Material for this task START

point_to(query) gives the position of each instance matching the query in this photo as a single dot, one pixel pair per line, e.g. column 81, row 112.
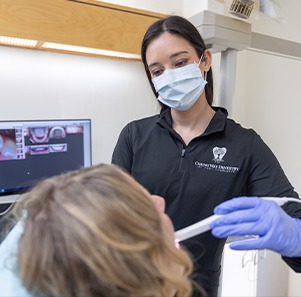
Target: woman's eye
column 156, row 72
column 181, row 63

Material for this task END
Material for this task START

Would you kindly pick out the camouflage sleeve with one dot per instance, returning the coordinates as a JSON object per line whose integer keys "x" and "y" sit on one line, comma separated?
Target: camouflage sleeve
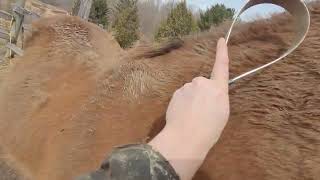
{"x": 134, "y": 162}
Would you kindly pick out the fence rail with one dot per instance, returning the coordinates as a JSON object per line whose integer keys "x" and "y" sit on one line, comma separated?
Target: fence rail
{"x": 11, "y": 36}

Material for this task END

Work to complete
State how many lines in the records above contain the word "separated". Write the number alone.

Task response
2